* TRECHO CITADO *
_ _ _

Quando você pega o exemplo do continente africano, durante o genocídio de Ruanda, em 1994, que opôs os tutsis e os hutus, um grupo da população se dizia superior ao outro, queria esmagar o outro grupo, que se dizia que era inferior. Mas essa ideologia era uma ideologia que foi herdada da colonização. Para fazer leitura dos negros da África nós categorizamos os africanos, dissemos esses são os africanos superiores, os outros são os africanos um pouco bárbaros, nós viemos civilizá-los, porque se nós não civilizarmos vocês, vocês serão os negros, vocês serão baratas. 

Era a mesma coisa o discurso antissemita, era constituído desses elementos que permitiam essa desumanização. Você desumaniza um grupo de uma população de maneira que ser judeu era pejorativo, enquanto o espírito era de ver que no interior, mesmo de um grupo de população, havia todos os elementos que nos permitiam viver juntos, e desumanizamos. E uma vez que desumanizamos quando queremos exterminar ficamos com a consciência tranquila, porque dizemos que não são seres humanos. E isso aconteceu assim. Foi dessa forma, inclusive na África.

_ _ _

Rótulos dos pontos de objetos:

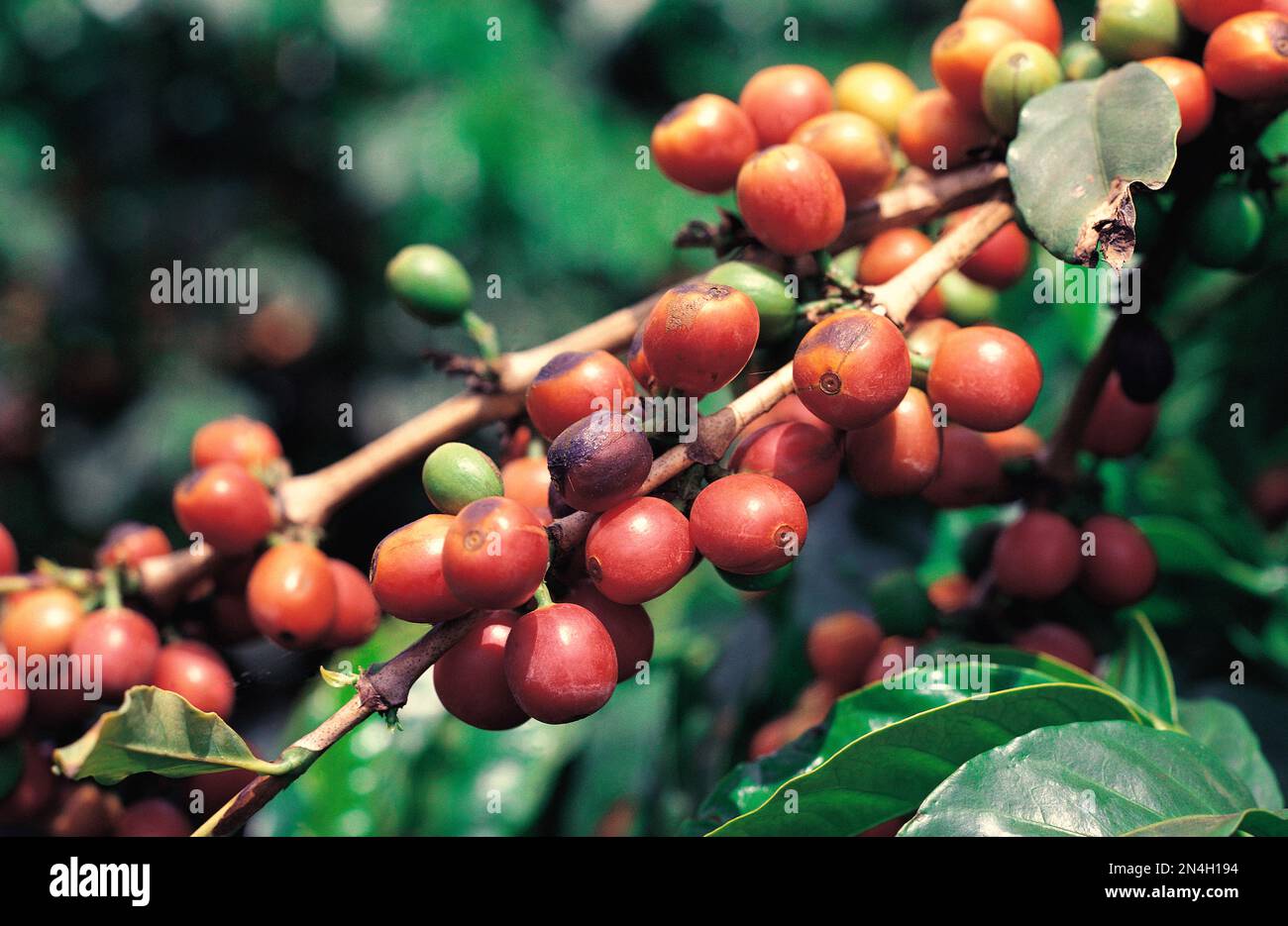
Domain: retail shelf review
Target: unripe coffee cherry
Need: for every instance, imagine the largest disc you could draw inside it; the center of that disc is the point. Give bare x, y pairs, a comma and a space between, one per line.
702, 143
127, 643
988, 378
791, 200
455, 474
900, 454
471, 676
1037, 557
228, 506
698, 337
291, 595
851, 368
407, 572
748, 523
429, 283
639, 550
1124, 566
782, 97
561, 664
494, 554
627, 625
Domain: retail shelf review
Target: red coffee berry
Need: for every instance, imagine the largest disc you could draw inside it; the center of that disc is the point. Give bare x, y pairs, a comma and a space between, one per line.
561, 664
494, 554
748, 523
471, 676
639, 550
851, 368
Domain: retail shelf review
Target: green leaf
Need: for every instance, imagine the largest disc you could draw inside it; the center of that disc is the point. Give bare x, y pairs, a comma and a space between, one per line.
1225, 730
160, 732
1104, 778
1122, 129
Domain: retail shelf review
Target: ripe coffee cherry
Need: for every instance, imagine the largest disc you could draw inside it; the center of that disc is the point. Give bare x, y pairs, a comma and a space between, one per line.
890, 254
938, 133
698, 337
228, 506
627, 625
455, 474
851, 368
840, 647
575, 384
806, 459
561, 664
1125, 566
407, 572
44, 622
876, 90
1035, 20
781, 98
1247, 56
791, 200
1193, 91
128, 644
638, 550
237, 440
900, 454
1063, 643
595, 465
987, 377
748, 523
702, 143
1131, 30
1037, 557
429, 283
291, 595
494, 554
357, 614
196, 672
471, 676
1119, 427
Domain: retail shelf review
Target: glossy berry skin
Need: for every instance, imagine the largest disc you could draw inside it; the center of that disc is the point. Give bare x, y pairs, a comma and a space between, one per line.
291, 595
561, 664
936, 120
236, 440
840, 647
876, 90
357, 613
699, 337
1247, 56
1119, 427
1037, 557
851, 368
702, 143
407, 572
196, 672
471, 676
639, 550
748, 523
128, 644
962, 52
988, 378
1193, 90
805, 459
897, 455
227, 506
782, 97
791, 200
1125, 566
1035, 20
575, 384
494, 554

_ _ _

Resuma em duas frases o trecho sobre desumanização e genocídio. Baseie-se somente no trecho, sem recorrer à listagem.

No genocídio de Ruanda, em 1994, que opôs tutsis e hutus, um grupo se dizia superior ao outro e queria esmagá-lo, seguindo uma ideologia herdada da colonização, que havia categorizado os africanos em superiores e "um pouco bárbaros". O discurso antissemita também desumanizava um grupo da população, e, uma vez feita essa desumanização, o extermínio ocorria com a consciência tranquila, por se dizer que aquelas pessoas não eram seres humanos.